[Data extracted from a collection]

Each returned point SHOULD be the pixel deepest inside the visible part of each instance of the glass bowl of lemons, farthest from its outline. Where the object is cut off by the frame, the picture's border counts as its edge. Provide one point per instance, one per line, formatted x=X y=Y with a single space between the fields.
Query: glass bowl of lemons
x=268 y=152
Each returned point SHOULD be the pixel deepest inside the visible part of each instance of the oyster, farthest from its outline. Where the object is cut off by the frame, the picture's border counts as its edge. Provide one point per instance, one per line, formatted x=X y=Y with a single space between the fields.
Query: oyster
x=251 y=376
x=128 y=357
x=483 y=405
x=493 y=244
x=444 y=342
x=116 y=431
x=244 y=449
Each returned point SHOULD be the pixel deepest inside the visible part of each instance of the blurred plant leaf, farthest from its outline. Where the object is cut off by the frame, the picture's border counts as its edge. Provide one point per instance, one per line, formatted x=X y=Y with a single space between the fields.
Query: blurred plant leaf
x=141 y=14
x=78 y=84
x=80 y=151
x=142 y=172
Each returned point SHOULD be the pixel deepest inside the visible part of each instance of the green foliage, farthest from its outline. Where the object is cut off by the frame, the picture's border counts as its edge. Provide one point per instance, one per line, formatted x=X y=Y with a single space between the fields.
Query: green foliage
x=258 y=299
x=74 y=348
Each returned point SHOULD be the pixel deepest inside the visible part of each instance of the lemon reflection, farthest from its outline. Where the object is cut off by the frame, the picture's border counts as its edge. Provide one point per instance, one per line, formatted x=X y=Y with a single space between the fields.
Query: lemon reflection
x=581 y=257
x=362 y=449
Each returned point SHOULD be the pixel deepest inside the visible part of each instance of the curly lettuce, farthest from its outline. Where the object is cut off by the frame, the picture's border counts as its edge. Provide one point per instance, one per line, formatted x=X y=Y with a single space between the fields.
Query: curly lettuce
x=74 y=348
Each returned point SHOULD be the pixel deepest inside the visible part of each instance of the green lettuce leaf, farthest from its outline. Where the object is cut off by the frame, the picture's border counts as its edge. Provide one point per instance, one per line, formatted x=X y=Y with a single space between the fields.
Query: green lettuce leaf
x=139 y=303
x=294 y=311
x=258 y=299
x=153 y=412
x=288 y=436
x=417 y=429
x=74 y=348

• **TASK GOAL**: Write out every entry above, word for word.

• **RESPONSE BELOW**:
Each returned point SHOULD be the pixel deepest inside the visible part of each instance of the glass bowl of lemons, farthest from its outline. Where the object is cut off by the frame, the picture's border counts as its edge. Provide one point per instance, one per line, formatted x=X y=Y with a single space between the fields.
Query: glass bowl of lemons
x=268 y=152
Each returned point SHOULD be the pixel deepest inside the visible part of each instance of the oyster, farthest from its outline. Where the object is cut off by the frame, the picture's border counts as its edge. Provide one point per instance, one per line, formatted x=X y=Y with a single space between the fields.
Query: oyster
x=251 y=376
x=128 y=357
x=483 y=405
x=493 y=244
x=444 y=342
x=116 y=431
x=244 y=449
Each returned point SHOULD be the pixel deepest inside the visible part of each instance of the blurred plant leaf, farthest from its outline. Where the object is cut off by the frame, the picture's border counts as its edge. Provide one point per instance, one per line, formatted x=X y=Y with a single space between the fields.
Query: blurred plant leaf
x=141 y=14
x=78 y=84
x=80 y=151
x=142 y=172
Each returned point SHOULD be the pixel deepest inside the visible part of each instance of the green foliage, farthest from its outline. Where the object is cut off by the frame, the picture's border counts as its edge. Provide one point per instance, one per line, formatted x=X y=Y with a single space between the fields.
Query: green foliage
x=258 y=299
x=74 y=348
Each returned point SHOULD be the pixel deepest inside the visible part of each instance of the lemon reflection, farthest from its outline. Where the object is cut off by the frame, the picture's border counts as its edge. Provide one point per instance, one per line, formatted x=X y=Y with a single space between the fields.
Query: lemon reflection
x=581 y=257
x=362 y=449
Each returned point SHOULD be the pixel deepest inside the visible part of each instance of the curly lettuce, farthest from its outline. Where the object is cut off by the frame, the picture's border counts as its edge. Provide one point per instance, one per line, formatted x=X y=Y with a single space between the fields.
Query: curly lettuce
x=74 y=348
Each returned point SHOULD be the pixel deepest inside the visible part of each instance of the green lettuce leaf, farthest from its outline. Where the object is cut off by the frame, the picture's border counts as its edge. Provide one point per instance, one per line, formatted x=X y=Y with a single space between the fields.
Query: green lettuce leaf
x=139 y=303
x=294 y=311
x=258 y=299
x=153 y=412
x=288 y=436
x=417 y=429
x=74 y=348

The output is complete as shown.